**Passage**

# Python: Conditional Value at Risk of potential outcomes
In this example, we illustrate how the [DoubleML](https://docs.doubleml.org/stable/index.html) package can be used to estimate the conditional Value at Risk of potential outcomes. The estimation is based on [Kallus  et al. (2019)](https://arxiv.org/abs/1912.12945).

## Data
We define a data generating process to create synthetic data to compare the estimates to the true effect.

In [None]:
import numpy as np
import pandas as pd
import doubleml as dml
import multiprocessing

from lightgbm import LGBMClassifier, LGBMRegressor

The data is generated as a location-scale model with

$$Y_i = \text{loc}(D_i,X_i) + \text{scale}(D_i,X_i)\cdot\varepsilon_i,$$

where $X_i\sim\mathcal{U}[-1,1]^{p}$ and $\varepsilon_i \sim \mathcal{N}(0,1)$.
Further, the location and scale are determined according to the following functions

$$\begin{aligned}
\text{loc}(d,x) &:= 0.5d + 2dx_5 + 2\cdot 1\{x_2 > 0.1\} - 1.7\cdot 1\{x_1x_3 > 0\} - 3x_4 \\
\text{scale}(d,x) &:= \sqrt{0.5d + 0.3dx_1 + 2},
\end{aligned}$$

and the treatment takes the following form

$$D_i = 1_{\{(X_2 - X_4 + 1.5\cdot 1\{x_1 > 0\} + \epsilon_i > 0)\}}$$

with $\epsilon_i \sim \mathcal{N}(0,1)$.

In [None]:
def f_loc(D, X):
  loc = 0.5*D + 2*D*X[:,4] + 2.0*(X[:,1] > 0.1) - 1.7*(X[:,0] * X[:,2] > 0) - 3*X[:,3]
  return loc

def f_scale(D, X):
  scale = np.sqrt(0.5*D + 0.3*D*X[:,1] + 2)

**Recorded data**
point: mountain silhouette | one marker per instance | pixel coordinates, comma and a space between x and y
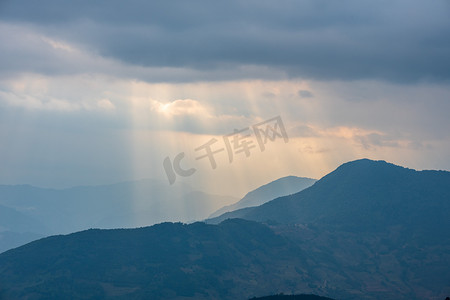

**Given instruction 1**
Answer these about the conditional Value at Risk page:
(a) Which work is the estimation based on?
(b) From what distribution is $\varepsilon_i$ drawn?
(c) Which two classes are imported from lightgbm?
**Given instruction 2**
Repeat the stretch of the conditional Value at Risk page from "with $\epsilon_i \sim" through "0.3*D*X[:,1] + 2)".

**Task result 1**
(a) Kallus et al. (2019)
(b) The normal distribution $\mathcal{N}(0,1)$
(c) LGBMClassifier and LGBMRegressor

**Task result 2**
with $\epsilon_i \sim \mathcal{N}(0,1)$.

In [None]:
def f_loc(D, X):
  loc = 0.5*D + 2*D*X[:,4] + 2.0*(X[:,1] > 0.1) - 1.7*(X[:,0] * X[:,2] > 0) - 3*X[:,3]
  return loc

def f_scale(D, X):
  scale = np.sqrt(0.5*D + 0.3*D*X[:,1] + 2)